= Work to be completed =
Rewrite the items starting at the line containing "Identify one point on each instance of the leafy" and ending at the line containing "(1027, 772)", replacing "farm yard" with "farmyard" and leaving everything else unchanged.

— BEGIN Records shown —

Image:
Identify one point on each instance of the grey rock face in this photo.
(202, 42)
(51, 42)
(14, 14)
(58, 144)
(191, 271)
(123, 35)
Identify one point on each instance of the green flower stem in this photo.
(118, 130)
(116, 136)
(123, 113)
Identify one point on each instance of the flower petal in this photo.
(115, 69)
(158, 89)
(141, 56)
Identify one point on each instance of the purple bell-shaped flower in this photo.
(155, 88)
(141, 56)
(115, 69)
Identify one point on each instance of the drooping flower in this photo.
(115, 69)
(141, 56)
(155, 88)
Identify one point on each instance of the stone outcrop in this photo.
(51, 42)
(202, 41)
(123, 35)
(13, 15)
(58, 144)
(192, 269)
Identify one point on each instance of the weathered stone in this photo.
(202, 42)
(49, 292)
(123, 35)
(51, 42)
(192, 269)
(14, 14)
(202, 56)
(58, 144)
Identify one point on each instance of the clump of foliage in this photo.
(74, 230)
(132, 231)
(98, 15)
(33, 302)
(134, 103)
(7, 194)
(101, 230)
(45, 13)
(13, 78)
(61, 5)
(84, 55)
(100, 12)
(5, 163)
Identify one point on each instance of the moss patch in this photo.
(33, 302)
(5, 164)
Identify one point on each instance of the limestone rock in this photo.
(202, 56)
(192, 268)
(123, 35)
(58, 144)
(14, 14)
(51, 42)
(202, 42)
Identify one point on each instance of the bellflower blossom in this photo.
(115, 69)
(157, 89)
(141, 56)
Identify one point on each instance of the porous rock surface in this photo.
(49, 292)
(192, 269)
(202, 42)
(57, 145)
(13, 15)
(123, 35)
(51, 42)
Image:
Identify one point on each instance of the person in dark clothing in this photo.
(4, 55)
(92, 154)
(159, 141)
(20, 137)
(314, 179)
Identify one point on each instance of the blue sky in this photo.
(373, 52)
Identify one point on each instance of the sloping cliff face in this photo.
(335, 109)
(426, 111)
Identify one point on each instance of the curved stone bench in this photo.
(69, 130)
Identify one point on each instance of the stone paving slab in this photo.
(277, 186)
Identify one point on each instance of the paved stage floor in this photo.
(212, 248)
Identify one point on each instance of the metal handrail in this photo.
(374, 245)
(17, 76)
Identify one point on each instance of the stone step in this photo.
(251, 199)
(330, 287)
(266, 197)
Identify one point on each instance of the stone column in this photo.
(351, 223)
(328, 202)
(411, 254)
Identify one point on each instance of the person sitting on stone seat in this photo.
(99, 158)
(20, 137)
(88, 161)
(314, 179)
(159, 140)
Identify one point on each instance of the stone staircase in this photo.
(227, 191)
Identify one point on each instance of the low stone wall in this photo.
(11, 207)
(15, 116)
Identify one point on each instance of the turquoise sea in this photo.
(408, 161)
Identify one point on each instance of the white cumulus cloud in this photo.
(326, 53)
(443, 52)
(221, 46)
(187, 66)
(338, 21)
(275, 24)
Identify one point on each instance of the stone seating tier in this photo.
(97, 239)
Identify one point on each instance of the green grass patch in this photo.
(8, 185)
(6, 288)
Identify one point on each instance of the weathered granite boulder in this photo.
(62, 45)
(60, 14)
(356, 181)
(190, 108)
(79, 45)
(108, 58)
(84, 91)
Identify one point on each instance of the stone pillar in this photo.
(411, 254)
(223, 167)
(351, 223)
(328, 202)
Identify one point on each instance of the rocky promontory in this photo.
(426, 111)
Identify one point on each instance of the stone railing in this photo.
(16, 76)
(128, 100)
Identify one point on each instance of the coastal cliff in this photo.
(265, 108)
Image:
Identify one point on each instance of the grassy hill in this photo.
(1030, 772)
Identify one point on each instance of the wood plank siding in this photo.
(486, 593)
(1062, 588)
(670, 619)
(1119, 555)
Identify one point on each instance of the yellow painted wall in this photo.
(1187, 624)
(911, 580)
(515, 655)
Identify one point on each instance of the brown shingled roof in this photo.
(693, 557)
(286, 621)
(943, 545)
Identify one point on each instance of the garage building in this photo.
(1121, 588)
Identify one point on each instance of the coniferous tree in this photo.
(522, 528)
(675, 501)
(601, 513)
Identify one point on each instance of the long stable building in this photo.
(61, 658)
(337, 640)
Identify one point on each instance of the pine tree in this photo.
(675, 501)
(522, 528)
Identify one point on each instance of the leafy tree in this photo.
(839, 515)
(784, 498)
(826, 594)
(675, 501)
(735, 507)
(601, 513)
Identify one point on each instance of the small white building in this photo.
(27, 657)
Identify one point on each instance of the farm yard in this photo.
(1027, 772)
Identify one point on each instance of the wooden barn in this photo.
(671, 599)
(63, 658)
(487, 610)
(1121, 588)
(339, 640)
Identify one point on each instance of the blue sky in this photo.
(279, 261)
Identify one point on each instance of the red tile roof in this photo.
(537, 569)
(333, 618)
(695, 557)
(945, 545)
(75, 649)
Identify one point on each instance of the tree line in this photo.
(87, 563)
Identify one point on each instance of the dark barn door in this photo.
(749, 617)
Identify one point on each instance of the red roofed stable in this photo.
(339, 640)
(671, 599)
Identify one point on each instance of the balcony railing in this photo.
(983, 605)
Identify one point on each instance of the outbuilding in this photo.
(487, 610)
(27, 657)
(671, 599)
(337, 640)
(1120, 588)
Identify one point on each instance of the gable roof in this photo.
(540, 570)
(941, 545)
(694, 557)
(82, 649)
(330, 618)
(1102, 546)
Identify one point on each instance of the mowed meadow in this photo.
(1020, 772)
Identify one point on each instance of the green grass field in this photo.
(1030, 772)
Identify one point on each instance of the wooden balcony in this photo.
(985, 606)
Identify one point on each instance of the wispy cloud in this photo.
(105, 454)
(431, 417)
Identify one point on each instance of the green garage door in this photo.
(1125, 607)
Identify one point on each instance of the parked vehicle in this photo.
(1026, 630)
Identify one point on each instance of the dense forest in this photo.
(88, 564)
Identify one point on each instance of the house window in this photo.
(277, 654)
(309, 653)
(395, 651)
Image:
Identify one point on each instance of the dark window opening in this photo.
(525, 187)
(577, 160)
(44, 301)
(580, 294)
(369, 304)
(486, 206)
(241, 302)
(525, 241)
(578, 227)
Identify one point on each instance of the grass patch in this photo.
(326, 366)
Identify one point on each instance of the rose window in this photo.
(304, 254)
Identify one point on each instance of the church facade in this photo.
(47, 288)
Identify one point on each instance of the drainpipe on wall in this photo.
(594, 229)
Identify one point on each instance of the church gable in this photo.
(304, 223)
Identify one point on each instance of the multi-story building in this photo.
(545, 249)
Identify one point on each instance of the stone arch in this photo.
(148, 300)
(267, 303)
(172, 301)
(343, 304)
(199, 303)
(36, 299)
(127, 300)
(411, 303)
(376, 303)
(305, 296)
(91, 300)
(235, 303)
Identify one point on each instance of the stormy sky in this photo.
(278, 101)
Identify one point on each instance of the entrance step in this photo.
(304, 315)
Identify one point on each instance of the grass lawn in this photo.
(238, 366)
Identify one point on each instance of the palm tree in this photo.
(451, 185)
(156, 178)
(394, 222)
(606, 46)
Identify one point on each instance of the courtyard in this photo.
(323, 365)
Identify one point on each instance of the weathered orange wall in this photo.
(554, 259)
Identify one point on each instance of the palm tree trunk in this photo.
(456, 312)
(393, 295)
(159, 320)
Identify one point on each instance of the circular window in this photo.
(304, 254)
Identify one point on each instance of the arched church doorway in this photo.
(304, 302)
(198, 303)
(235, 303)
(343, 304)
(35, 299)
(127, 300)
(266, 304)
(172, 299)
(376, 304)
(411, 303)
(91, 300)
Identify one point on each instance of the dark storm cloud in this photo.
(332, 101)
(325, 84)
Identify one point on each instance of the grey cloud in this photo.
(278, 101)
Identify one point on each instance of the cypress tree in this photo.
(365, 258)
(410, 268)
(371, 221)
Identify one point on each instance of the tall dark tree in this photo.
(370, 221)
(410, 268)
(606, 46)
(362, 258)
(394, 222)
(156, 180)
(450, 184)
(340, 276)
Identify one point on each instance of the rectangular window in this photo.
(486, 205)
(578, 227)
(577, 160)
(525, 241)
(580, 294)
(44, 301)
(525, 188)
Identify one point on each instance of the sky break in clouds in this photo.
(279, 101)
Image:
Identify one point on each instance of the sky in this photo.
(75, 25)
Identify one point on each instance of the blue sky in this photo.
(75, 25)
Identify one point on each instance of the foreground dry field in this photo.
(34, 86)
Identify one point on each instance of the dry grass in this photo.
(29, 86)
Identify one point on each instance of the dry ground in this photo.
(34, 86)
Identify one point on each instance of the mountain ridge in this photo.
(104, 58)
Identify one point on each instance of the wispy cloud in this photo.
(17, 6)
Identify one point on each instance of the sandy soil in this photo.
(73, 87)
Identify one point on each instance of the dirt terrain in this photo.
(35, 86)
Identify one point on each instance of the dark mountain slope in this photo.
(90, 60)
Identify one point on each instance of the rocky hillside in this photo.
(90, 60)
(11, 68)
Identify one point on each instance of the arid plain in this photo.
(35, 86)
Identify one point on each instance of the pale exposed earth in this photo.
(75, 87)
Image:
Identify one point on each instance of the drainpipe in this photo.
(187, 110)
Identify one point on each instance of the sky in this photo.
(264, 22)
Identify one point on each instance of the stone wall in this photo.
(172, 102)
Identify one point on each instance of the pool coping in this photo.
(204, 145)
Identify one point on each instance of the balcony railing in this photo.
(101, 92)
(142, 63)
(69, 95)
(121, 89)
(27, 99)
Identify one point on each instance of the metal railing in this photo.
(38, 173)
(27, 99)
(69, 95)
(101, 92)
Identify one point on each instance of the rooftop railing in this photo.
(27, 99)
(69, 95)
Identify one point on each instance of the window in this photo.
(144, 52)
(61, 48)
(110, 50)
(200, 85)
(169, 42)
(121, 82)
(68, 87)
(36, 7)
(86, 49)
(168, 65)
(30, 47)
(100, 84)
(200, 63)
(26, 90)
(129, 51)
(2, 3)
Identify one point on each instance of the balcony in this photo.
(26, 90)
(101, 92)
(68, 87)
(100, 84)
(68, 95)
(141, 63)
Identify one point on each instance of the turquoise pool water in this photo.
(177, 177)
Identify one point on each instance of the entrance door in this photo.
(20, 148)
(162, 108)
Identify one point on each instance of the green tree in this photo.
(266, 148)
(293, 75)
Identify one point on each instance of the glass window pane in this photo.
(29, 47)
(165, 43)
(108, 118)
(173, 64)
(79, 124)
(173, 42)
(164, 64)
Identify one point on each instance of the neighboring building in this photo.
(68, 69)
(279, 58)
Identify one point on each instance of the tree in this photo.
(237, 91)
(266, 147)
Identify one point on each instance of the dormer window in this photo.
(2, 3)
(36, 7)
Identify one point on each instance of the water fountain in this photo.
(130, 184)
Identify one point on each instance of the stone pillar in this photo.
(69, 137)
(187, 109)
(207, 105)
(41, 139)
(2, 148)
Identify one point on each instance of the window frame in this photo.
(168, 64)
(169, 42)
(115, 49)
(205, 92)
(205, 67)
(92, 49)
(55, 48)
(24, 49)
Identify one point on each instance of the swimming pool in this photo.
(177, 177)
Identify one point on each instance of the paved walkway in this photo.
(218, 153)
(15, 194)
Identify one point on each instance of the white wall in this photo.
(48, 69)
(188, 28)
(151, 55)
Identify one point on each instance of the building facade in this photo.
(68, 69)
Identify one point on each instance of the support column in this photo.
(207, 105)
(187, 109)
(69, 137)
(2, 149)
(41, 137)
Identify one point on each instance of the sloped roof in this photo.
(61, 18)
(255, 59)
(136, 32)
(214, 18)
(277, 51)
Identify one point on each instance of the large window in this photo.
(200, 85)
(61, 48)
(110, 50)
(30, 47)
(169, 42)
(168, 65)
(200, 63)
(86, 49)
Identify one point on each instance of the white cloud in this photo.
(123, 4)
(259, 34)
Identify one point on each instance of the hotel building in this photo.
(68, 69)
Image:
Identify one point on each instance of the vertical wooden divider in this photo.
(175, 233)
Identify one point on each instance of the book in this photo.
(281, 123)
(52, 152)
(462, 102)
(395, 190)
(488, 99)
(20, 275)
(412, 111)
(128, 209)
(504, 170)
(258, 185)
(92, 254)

— END Records shown —

= The response =
Identify one point on each instance of the leafy tree in this photo.
(839, 515)
(784, 498)
(826, 594)
(675, 501)
(735, 507)
(601, 513)
Identify one point on each instance of the small white building in this photo.
(27, 657)
Identify one point on each instance of the farmyard in this photo.
(1027, 772)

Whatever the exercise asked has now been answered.